_What to do_. Reproduce the entries word for word, from the line with "Target: black headphone" up to and including the final line of the entries.

— Start Excerpted data —

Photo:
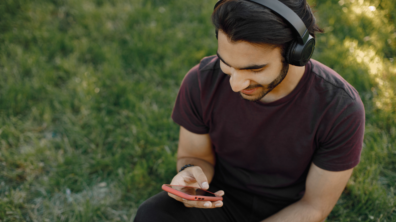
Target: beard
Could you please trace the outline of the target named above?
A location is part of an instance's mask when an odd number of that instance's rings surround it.
[[[279,74],[269,84],[267,85],[263,85],[260,84],[250,85],[248,88],[244,89],[246,90],[249,90],[257,87],[261,87],[263,88],[263,90],[261,90],[259,94],[258,95],[248,95],[240,92],[240,95],[242,97],[242,98],[249,101],[256,102],[259,101],[265,96],[268,92],[271,92],[278,85],[279,85],[279,83],[282,82],[285,79],[285,77],[286,77],[286,75],[287,74],[287,71],[289,71],[289,64],[286,62],[284,58],[282,57],[281,62],[282,62],[282,68],[279,72]],[[249,96],[249,98],[245,98],[242,95],[244,95],[245,96]]]

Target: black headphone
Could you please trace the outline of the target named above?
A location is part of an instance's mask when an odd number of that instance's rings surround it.
[[[214,9],[225,0],[216,3]],[[303,66],[309,61],[315,49],[315,39],[309,34],[303,21],[290,8],[278,0],[248,0],[265,6],[287,20],[297,33],[297,39],[291,41],[286,49],[285,58],[287,63]],[[218,30],[216,30],[217,38]]]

— End Excerpted data —

_Result below_.
Target: black headphone
Could you please trace the outline of the target named above?
A location is part of an instance's mask when an odd number of that instance's rings surround it.
[[[214,9],[225,0],[216,3]],[[303,66],[309,61],[315,49],[315,39],[309,34],[303,21],[290,8],[278,0],[248,0],[265,6],[287,20],[297,33],[297,39],[291,41],[286,49],[285,58],[287,63]],[[218,30],[216,30],[217,38]]]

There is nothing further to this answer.